== Problem ==
Write every record out again exactly, and keep images out of it.

== Records for the task ==

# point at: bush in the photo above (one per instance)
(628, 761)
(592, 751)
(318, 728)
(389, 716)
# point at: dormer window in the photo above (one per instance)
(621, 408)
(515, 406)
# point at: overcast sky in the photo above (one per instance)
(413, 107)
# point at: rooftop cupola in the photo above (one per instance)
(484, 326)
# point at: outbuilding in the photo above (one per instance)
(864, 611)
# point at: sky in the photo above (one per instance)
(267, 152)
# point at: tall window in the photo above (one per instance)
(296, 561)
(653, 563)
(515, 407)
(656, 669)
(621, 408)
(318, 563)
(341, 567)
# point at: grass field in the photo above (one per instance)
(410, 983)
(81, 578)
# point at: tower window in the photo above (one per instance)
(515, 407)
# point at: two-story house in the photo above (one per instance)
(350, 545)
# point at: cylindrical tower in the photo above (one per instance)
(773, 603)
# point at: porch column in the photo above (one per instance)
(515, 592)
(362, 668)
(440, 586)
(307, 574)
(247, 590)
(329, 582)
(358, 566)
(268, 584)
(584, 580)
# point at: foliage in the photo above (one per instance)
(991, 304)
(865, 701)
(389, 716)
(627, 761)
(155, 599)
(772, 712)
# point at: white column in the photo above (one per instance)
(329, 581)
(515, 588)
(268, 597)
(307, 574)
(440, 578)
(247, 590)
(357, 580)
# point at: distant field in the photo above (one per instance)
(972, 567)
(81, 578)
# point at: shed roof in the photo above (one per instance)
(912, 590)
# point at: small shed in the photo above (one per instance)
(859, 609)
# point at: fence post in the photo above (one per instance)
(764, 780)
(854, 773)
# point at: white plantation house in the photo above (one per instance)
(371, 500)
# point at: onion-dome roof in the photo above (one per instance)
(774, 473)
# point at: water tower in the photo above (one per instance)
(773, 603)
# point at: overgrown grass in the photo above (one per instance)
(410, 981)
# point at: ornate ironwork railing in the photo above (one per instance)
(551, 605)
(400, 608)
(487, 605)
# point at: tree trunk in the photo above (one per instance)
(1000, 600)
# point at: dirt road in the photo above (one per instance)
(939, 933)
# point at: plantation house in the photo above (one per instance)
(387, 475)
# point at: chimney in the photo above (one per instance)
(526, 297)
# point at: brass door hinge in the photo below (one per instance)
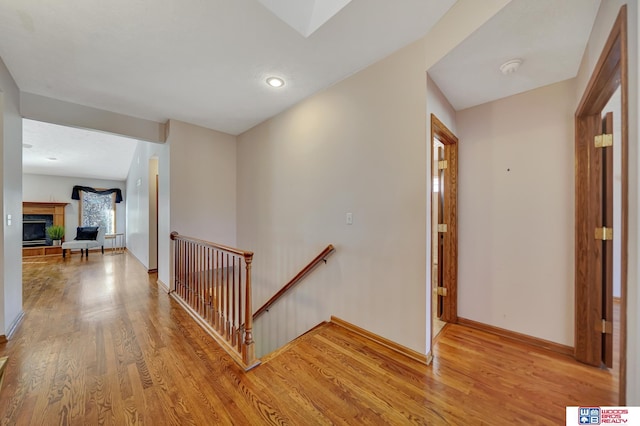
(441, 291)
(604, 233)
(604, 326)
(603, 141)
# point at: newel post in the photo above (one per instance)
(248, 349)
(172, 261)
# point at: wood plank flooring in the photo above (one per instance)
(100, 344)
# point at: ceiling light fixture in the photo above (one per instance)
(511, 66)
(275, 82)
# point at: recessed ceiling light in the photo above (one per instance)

== Answer to the exercise ==
# point at: bush in the photo above (one per instance)
(628, 761)
(592, 751)
(318, 728)
(389, 716)
# point at: dormer window in the photo above (one per instance)
(621, 408)
(515, 406)
# point at: overcast sky in the photo above (one per instance)
(413, 107)
# point at: rooftop cupola in the photo above (one per instance)
(484, 326)
# point at: outbuilding in the photo above (one per instance)
(864, 611)
# point at: sky in the photo above (one per instance)
(267, 152)
# point at: tall window in the photo above (one per instance)
(296, 561)
(653, 563)
(515, 407)
(656, 669)
(621, 408)
(318, 563)
(341, 567)
# point at: grass field in the photo above (one per instance)
(410, 983)
(81, 578)
# point at: tower window in the photo above (one per instance)
(515, 407)
# point at: two-story house in the photo above (one per instance)
(350, 545)
# point at: cylindrical tower in the photo above (one per instance)
(773, 603)
# point at: porch column in the photo above (one per instance)
(515, 592)
(362, 668)
(440, 586)
(307, 574)
(247, 590)
(329, 582)
(358, 566)
(268, 584)
(584, 580)
# point at: foliage in the photo above (one per instance)
(991, 304)
(865, 701)
(389, 716)
(627, 761)
(155, 599)
(772, 712)
# point at: white column in the photo above (one per instance)
(329, 581)
(515, 588)
(268, 597)
(307, 574)
(440, 578)
(247, 590)
(357, 580)
# point at: distant field in the photo above (one per instance)
(972, 567)
(81, 578)
# point at: shed roof in the photo above (one per instance)
(912, 590)
# point at: small shed in the photo above (one per instance)
(859, 609)
# point at: fence post in the photo above (one per instance)
(764, 780)
(854, 773)
# point at: white plantation house in the photo above (one per instance)
(371, 500)
# point at: onion-dome roof in the photo above (one per instance)
(774, 473)
# point at: water tower in the photo above (one per instance)
(773, 603)
# point at: overgrown grass in the photo above (one per instance)
(410, 981)
# point at: ornate ironwork railing in the photo above (one per instance)
(551, 605)
(400, 608)
(487, 605)
# point at: tree trunk in the photo above (one per instance)
(1000, 600)
# point at: dirt road in the photo above (one per instance)
(939, 933)
# point at: plantation house in the photo above (one per instance)
(387, 475)
# point at: chimney in the photo above (one per instance)
(526, 297)
# point at: brass door hinge in the photo below (one per instance)
(441, 291)
(604, 233)
(604, 326)
(603, 141)
# point at: newel post in the photo above (one per instance)
(248, 349)
(172, 261)
# point at: wood plank flooring in the photo above (one per instance)
(100, 344)
# point at: ceiling light fixture in the photo above (one per instance)
(511, 66)
(275, 82)
# point at: recessed ceiling light in the photo above (one per instance)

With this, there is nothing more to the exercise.